_Goals_
A: According to the article on the Minnesota Department of Public Safety, in what year was the department established?
B: Summarize the article on the Minnesota Department of Public Safety in two sentences.
C: Please write the next part of the article on the Minnesota Department of Public Safety, picking up after its final sentence.

_Given text_
Minnesota Department of Public Safety

Department overview
- Headquarters: Saint Paul, Minnesota
- Employees: 1,855
- Annual budget: $608.6m
- Department executives: Bob Jacobson, Commissioner; Cassandra O'Hern, Deputy Commissioner; T. John Cunningham, Assistant Commissioner of Emergency Services; Tim Lynaugh, Assistant Commissioner of Programs; Jordan Haltaufderheid, Chief of Staff;
- Website: www.dps.mn.gov

= Minnesota Department of Public Safety =

Services related to the safety and convenience of citizens

The Minnesota Department of Public Safety (DPS) is a department of the State of Minnesota in the United States. DPS is an enforcement, licensing and services agency that develops and operates programs in the areas of law enforcement, traffic safety, alcohol and gambling, fire safety, driver licensing, vehicle registration, emergency management and public safety information. The department coordinates the functions and services of the state relating to the safety and convenience of its citizens.

==History==

The Minnesota Department of Public Safety was established in 1969 per Minnesota Statute 299a. The State Highway Patrol and Drivers License Bureau, both formerly a part of the Minnesota Highway Department, were transferred to DPS in 1970.

The Minnesota Department of Public Safety is a large and complex agency dedicated to prevention, preparedness, response, recovery, enforcement and education.

_Material shown_

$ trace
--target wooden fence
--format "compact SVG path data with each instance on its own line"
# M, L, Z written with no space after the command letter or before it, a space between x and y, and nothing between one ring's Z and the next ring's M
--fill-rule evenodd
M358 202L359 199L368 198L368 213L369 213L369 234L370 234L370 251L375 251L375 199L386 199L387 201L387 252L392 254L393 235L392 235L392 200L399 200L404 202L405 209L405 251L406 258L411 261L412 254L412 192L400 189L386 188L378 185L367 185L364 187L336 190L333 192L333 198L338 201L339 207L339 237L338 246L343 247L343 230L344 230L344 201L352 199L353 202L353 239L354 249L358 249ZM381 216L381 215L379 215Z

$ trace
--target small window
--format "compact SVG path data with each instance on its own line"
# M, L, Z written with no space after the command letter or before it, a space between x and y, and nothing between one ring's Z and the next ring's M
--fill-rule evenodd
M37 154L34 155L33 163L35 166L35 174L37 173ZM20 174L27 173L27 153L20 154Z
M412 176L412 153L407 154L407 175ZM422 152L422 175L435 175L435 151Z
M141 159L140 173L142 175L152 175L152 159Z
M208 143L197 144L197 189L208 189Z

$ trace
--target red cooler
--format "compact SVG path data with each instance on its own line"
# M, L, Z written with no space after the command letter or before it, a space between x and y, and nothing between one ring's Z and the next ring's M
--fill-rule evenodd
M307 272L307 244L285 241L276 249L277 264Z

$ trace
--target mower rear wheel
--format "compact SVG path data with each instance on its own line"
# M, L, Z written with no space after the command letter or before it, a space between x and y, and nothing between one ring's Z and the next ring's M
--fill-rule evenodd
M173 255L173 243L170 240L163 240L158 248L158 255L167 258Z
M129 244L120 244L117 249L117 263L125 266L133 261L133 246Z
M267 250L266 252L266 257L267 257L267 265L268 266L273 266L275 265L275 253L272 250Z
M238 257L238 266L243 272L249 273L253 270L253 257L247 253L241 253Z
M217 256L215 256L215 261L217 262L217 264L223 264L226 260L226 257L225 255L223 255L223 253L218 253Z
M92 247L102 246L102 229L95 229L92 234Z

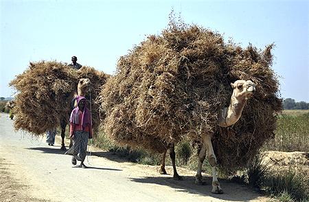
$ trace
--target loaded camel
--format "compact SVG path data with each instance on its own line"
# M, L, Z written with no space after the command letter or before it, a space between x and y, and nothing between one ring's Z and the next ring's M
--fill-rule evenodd
M12 110L14 106L15 102L13 100L10 100L6 103L5 106L4 107L5 108L5 110L9 112L9 117L10 118L11 118L11 120L13 120L14 118L14 113Z
M218 125L220 127L226 127L235 124L240 118L242 110L246 105L247 101L255 91L255 84L250 80L237 80L231 86L233 88L233 92L231 97L231 101L229 107L225 108L218 116ZM195 184L203 184L202 177L202 165L206 157L206 151L207 152L207 159L211 166L212 172L212 190L211 192L214 194L222 194L222 190L220 183L217 179L217 174L216 171L216 164L217 160L211 144L211 138L213 134L204 134L201 135L203 140L202 148L198 152L198 165L196 175ZM165 153L163 154L163 159L160 165L159 173L161 174L166 174L165 170L165 157L168 149L170 149L170 157L173 162L174 178L181 179L181 177L178 175L174 165L175 162L175 152L174 145L170 145L167 148Z
M78 96L82 96L84 97L86 95L86 92L89 90L90 88L90 80L89 79L80 79L78 84L78 90L77 90L77 94L75 94L74 98L71 101L71 105L70 105L70 110L69 114L66 114L67 116L65 117L63 116L62 118L60 118L60 126L61 126L61 150L65 151L66 148L65 146L65 127L67 127L67 125L68 123L68 118L70 116L71 112L72 110L76 106L76 97ZM70 145L69 147L71 147L73 144L72 140L70 138Z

_The results_
A: 1969

B: The Minnesota Department of Public Safety is a state enforcement, licensing and services agency, headquartered in Saint Paul, that runs programs in law enforcement, traffic safety, alcohol and gambling, fire safety, driver licensing, vehicle registration, emergency management and public safety information. It was established in 1969 under Minnesota Statute 299a, and in 1970 the State Highway Patrol and Drivers License Bureau were transferred to it from the Minnesota Highway Department.

C:
The various divisions serve Minnesotans with programs in:
- Law enforcement
- Fire code development, fire investigation and safety inspection
- Forensic science
- Crime and fraud prevention
- Crime victims' services
- Homeland security and emergency management
- Emergency communications network management
- Traffic and motorcycle safety
- Driver licensing and vehicle registration
- Alcohol and gambling enforcement
- Pipeline safety and rule enforcement
- Public safety education

===Commissioner of Public Safety===
The department is led by the Commissioner of Public Safety, who is appointed by and reports directly to the Governor of Minnesota. Below is a list of the Public Safety Commissioners since it was formed:
1. Jan 1970–Dec 1973: Wallace Hoaglund (1910–1995)
2. June 1974–May 1979: Edward Novak (1917–2002)
3. May 1979–Sep 1982: John Sopsic (1940–2013)
4. Sep 1982–Dec 1982: Kenneth Dirkzwager (1919–2014)
5. Jan 1983–Jan 1991: Paul Tschida
6. Jan 1991–Oct 1991: Ralph Church
7. Oct 1991–Dec 1992: Thomas Frost
8. Dec 1992–Apr 1996: Michael Jordan
9. Apr 1996–Dec 1998: Don Davis
10. Jan 1999–Nov 2002: Charlie Weaver (1957-)
11. Jan 2003–Apr 2004: Rich Stanek (1962-)
12. Apr 2004–Feb 2011: Michael Campion
13. Mar 2011–Jan 2019: Mona Dohman (1962-)
14. Jan 2019–Jan 2023: John Harrington
15. Jan 2023–present: Bob Jacobson

== Divisions ==
- Alcohol and Gambling Enforcement
- Bureau of Criminal Apprehension
- Commissioner's Office
- Driver and Vehicle Services (DVS)
- Emergency Communication Networks
- Fiscal and Administrative Services
- Homeland Security and Emergency Management (HSEM)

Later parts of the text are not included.